WHAT NEEDS TO BE DONE: Rewrite every line of the records below as a numbered list, leaving out any blank lines.

Object position labeling records:
-*-*-

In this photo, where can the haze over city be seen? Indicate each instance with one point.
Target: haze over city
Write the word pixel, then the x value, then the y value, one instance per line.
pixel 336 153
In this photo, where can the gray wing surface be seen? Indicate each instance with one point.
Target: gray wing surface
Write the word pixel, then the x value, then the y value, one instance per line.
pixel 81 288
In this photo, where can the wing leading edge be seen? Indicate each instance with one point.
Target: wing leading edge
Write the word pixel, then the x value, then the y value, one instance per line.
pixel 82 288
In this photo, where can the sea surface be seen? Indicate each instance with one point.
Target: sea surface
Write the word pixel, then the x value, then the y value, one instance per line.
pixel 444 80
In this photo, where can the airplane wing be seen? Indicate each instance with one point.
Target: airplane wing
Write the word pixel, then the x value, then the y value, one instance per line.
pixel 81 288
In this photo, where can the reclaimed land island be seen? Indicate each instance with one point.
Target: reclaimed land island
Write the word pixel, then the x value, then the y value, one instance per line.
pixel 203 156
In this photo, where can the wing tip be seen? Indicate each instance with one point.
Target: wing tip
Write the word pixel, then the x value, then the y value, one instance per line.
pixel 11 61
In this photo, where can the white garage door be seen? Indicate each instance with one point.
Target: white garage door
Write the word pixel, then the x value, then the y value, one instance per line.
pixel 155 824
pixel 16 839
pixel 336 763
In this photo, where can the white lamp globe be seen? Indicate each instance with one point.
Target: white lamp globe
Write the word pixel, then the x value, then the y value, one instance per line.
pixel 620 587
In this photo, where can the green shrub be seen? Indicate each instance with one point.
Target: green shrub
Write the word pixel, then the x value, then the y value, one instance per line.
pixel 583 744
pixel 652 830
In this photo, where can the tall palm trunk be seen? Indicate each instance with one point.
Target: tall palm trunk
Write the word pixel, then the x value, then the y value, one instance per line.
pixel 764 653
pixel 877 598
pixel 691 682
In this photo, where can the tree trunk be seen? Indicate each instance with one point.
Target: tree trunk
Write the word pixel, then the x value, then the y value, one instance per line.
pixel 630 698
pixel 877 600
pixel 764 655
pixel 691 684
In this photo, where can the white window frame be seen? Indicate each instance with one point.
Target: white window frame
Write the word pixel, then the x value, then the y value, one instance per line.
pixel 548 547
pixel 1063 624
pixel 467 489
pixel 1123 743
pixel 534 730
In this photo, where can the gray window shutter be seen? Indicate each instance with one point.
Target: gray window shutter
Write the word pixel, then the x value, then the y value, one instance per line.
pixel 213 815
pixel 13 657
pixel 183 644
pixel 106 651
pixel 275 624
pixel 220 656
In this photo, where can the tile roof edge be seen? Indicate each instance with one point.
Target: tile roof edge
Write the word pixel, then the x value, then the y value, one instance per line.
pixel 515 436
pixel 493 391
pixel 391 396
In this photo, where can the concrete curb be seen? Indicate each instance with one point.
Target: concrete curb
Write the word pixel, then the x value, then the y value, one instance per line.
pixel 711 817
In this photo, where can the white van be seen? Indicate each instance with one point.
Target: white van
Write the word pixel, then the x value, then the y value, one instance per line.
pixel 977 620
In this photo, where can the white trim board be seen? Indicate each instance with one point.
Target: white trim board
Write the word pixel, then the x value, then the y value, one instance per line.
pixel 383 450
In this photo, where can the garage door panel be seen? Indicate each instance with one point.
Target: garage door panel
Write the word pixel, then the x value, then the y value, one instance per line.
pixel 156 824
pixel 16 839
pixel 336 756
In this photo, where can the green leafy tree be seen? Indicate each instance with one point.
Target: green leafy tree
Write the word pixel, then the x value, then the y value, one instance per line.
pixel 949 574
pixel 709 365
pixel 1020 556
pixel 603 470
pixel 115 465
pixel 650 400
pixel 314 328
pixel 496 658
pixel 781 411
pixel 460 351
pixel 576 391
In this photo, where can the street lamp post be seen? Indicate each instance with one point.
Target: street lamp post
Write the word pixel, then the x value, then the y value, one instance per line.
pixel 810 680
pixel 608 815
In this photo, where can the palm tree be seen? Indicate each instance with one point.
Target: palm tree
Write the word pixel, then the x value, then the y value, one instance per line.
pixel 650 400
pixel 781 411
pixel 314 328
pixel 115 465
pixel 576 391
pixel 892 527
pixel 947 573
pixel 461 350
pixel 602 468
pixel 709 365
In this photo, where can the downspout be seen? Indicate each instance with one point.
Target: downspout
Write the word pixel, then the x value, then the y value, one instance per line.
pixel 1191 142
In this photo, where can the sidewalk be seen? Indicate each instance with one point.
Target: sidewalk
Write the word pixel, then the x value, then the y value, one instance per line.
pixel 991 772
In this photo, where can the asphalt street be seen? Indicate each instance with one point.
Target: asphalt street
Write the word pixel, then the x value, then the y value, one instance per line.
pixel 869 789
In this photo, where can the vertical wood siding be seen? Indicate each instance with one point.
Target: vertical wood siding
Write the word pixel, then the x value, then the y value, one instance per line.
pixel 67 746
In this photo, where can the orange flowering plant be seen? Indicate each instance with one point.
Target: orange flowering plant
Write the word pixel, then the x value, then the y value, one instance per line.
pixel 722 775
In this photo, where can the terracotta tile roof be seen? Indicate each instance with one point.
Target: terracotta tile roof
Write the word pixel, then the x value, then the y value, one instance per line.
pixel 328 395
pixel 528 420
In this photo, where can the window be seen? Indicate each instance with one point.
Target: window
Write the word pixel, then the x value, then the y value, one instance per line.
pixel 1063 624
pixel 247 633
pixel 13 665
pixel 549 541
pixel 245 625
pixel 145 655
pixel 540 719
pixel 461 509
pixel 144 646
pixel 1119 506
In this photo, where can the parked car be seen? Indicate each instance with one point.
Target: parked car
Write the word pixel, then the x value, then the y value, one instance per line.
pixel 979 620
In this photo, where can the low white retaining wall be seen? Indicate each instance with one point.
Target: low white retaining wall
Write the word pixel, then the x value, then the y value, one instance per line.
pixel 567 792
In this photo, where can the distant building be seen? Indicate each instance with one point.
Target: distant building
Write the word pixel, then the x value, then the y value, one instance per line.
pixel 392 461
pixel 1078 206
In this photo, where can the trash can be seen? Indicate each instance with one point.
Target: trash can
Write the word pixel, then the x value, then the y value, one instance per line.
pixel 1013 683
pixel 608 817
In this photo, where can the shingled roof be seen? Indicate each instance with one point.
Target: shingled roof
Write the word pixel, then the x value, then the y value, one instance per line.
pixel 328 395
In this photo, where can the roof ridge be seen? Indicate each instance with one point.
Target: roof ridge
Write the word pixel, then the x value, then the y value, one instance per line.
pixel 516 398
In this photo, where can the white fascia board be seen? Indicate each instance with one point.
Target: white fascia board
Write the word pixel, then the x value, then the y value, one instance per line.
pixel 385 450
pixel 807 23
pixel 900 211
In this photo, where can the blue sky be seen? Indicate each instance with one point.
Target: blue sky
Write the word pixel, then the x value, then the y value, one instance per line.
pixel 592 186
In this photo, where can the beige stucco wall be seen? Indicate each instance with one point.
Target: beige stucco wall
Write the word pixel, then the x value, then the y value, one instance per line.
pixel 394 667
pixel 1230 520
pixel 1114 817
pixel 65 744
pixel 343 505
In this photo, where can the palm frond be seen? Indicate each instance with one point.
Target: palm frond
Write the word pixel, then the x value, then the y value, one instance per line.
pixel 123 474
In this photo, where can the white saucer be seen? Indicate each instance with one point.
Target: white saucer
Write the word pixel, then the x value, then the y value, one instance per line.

-*-*-

TASK RESULT:
1. In this photo, where can the haze over city be seen? Indicate each instance with one point.
2. Target: haze over city
3. Write the word pixel, then the x value, then the y value, one instance per line.
4. pixel 336 153
5. In this photo, where can the gray wing surface be seen? Indicate each instance with one point.
6. Target: gray wing surface
7. Write the word pixel, then the x value, then the y value, one instance per line.
8. pixel 81 288
9. In this photo, where can the wing leading edge be seen? Indicate each instance with one point.
10. Target: wing leading edge
11. Write the word pixel, then the x value, then the y value, one instance per line.
12. pixel 82 288
13. In this photo, where can the sea surface be seen? Indicate each instance with one point.
14. Target: sea surface
15. Write the word pixel, then the x value, then the y value, one instance per line.
16. pixel 444 80
17. In this photo, where can the airplane wing be seen? Indicate each instance with one point.
18. Target: airplane wing
19. Write the word pixel, then the x value, then the y value, one instance per line.
20. pixel 81 288
21. In this photo, where can the reclaimed land island be seen? Indicate each instance with one point.
22. Target: reclaimed land island
23. Write the word pixel, then the x value, then the y value, one instance per line.
24. pixel 203 156
25. In this photo, where can the wing tip be seen? Indicate each instance with one point.
26. Target: wing tip
27. Write the word pixel, then the x value, then the y value, one instance per line.
28. pixel 11 61
29. In this photo, where can the white garage door be seen? Indicate each instance with one point.
30. Target: white garage door
31. Write the word pixel, then the x value, then the y value, one instance per line.
32. pixel 155 824
33. pixel 16 839
34. pixel 336 763
35. In this photo, where can the white lamp globe be seen? Indicate each instance with one point.
36. Target: white lamp globe
37. Write the word pixel, then the x value, then the y value, one instance per line.
38. pixel 620 587
39. In this photo, where can the green shrub be seen? Indicate each instance with one point.
40. Target: green shrub
41. Write the word pixel, then the x value, then the y value, one instance per line.
42. pixel 583 744
43. pixel 652 830
44. In this photo, where can the tall palm trunk be seen? Indicate each instance with one point.
45. Target: tall palm trunk
46. Write the word pixel, then the x value, then the y value, one instance per line.
47. pixel 764 653
48. pixel 877 598
49. pixel 691 682
50. In this photo, where can the tree trunk be seen? Indicate each instance with one point.
51. Target: tree trunk
52. Write the word pixel, then the x value, then the y value, one instance per line.
53. pixel 630 698
54. pixel 877 600
55. pixel 764 655
56. pixel 691 684
57. In this photo, where can the white window frame be seen? Indicate each instance with one point.
58. Target: white window frame
59. Write the word pixel, then the x value, then the y value, one instance per line.
60. pixel 548 547
61. pixel 1063 624
62. pixel 467 489
63. pixel 1123 743
64. pixel 534 730
65. In this photo, where can the gray window shutter be seen? Indicate each instance with one point.
66. Target: gray window shutter
67. Write the word pixel, then the x value, then the y value, one instance per line.
68. pixel 213 815
69. pixel 13 657
70. pixel 183 644
71. pixel 106 651
72. pixel 275 624
73. pixel 220 656
74. In this photo, where can the tile roof edge be seen? Indicate each instance with one point.
75. Target: tile roof edge
76. Write the word pixel, then the x value, then the y value, one instance per line.
77. pixel 515 436
78. pixel 493 391
79. pixel 391 396
80. In this photo, where can the concrete curb be seen? Indicate each instance with one point.
81. Target: concrete curb
82. Write the word pixel, then the x value, then the y value, one instance per line.
83. pixel 711 817
84. In this photo, where can the white van be seen? Indicate each instance with one point.
85. Target: white van
86. Write the word pixel, then the x value, then the y value, one instance per line.
87. pixel 977 620
88. In this photo, where can the white trim board be seen? Indicate each instance with one point.
89. Target: white trim board
90. Write the word pixel, then the x value, then the y value, one instance per line.
91. pixel 383 450
92. In this photo, where can the garage door panel be seen? Indicate each instance with one point.
93. Target: garage door panel
94. Write the word pixel, then the x value, then the y value, one instance per line.
95. pixel 156 824
96. pixel 16 839
97. pixel 336 756
98. In this photo, where can the green leafy tree be seen? Indicate each instance with one point.
99. Target: green leafy tree
100. Write the word pixel, then the x value, then the y value, one instance per line.
101. pixel 949 574
102. pixel 709 365
103. pixel 1020 556
104. pixel 603 470
105. pixel 115 465
106. pixel 650 400
107. pixel 314 328
108. pixel 496 658
109. pixel 781 411
110. pixel 460 351
111. pixel 576 391
112. In this photo, where can the street lamp post be seen? Indicate each instance with one point.
113. Target: street lamp post
114. Write the word pixel, then the x value, then the y value, one instance per line.
115. pixel 810 680
116. pixel 608 815
117. In this photo, where can the palm tree be seen? Indicate each instance with one point.
118. Target: palm tree
119. Write the word pixel, then the x value, then the y value, one instance per line.
120. pixel 650 400
121. pixel 781 411
122. pixel 314 328
123. pixel 115 465
124. pixel 576 391
125. pixel 892 527
126. pixel 947 573
127. pixel 461 350
128. pixel 602 468
129. pixel 709 365
130. In this photo, where can the downspout be seen? Indicate each instance with one point.
131. Target: downspout
132. Write the word pixel, then the x value, then the y value, one instance per line.
133. pixel 1191 142
134. In this photo, where can the sidewalk be seen? Indicate each instance with one point.
135. Target: sidewalk
136. Write the word pixel, then the x value, then the y value, one instance per line.
137. pixel 991 772
138. In this photo, where can the asphalt street be seen? Indicate each instance with one point.
139. Target: asphalt street
140. Write the word pixel, then the x value, then the y value, one instance per line.
141. pixel 869 789
142. In this photo, where can the vertical wood siding be seen? Indicate each instance with one point.
143. Target: vertical wood siding
144. Write the word pixel, then the x value, then the y value, one instance per line.
145. pixel 67 746
146. In this photo, where can the orange flowering plant be seen? Indicate each instance with one point.
147. Target: orange flowering plant
148. Write the word pixel, then the x value, then the y value, one instance per line.
149. pixel 722 775
150. In this photo, where can the terracotta tile roof be seen? Indicate each instance with one point.
151. Target: terracotta tile roof
152. Write the word pixel, then the x value, then the y value, one instance per line.
153. pixel 328 395
154. pixel 528 420
155. In this photo, where can the window be seen? Indicate each instance with one point.
156. Target: window
157. Write the word pixel, then the x value, then the y value, one instance per line.
158. pixel 1063 624
159. pixel 247 633
160. pixel 13 665
161. pixel 549 541
162. pixel 245 625
163. pixel 145 655
164. pixel 540 719
165. pixel 461 509
166. pixel 144 646
167. pixel 1119 506
168. In this photo, where can the parked car be seen? Indicate each instance with one point.
169. Target: parked car
170. Write the word pixel, then the x value, then the y value, one instance per line.
171. pixel 979 620
172. In this photo, where can the low white retaining wall be seen? Indicate each instance with one point.
173. Target: low white retaining wall
174. Write the word pixel, then the x value, then the y value, one instance per line.
175. pixel 567 792
176. In this photo, where can the distant building be seen? Indicate each instance with one point.
177. Target: distant building
178. Write the word pixel, then the x value, then the y value, one instance per line.
179. pixel 392 461
180. pixel 1078 206
181. In this photo, where can the trash can be seen? Indicate each instance with one point.
182. Target: trash can
183. Write the word pixel, then the x value, then the y value, one instance per line.
184. pixel 1013 683
185. pixel 608 817
186. In this photo, where can the shingled roof be seen? Indicate each instance with one point.
187. Target: shingled roof
188. Write the word pixel, then the x value, then the y value, one instance per line.
189. pixel 328 395
190. In this photo, where can the roof ridge be seen? Indicate each instance with one point.
191. Target: roof ridge
192. Write the word pixel, then the x value, then the y value, one instance per line.
193. pixel 516 398
194. In this photo, where can the white fascia board be seen? Indicate each instance with one point.
195. Target: white fascia board
196. Write the word pixel, then the x value, then the y value, one instance per line.
197. pixel 385 450
198. pixel 807 23
199. pixel 900 211
200. In this photo, where can the blue sky be seen? Indicate each instance with one point.
201. Target: blue sky
202. Write the word pixel, then the x value, then the y value, one instance per line.
203. pixel 592 186
204. In this photo, where can the beige stucco wall be seen? Indicate each instance with one point.
205. Target: beige stucco wall
206. Write the word pixel, then the x value, then the y value, one instance per line.
207. pixel 394 667
208. pixel 1230 520
209. pixel 1114 817
210. pixel 65 744
211. pixel 343 505
212. In this photo, where can the palm frond be seen? Indicate each instance with one point.
213. Target: palm frond
214. Write the word pixel, then the x value, then the y value, one instance per line.
215. pixel 123 474
216. In this photo, where can the white saucer be seen? Indicate each instance with one point.
217. Target: white saucer
218. Write the word pixel, then the x value, then the y value, one instance per line.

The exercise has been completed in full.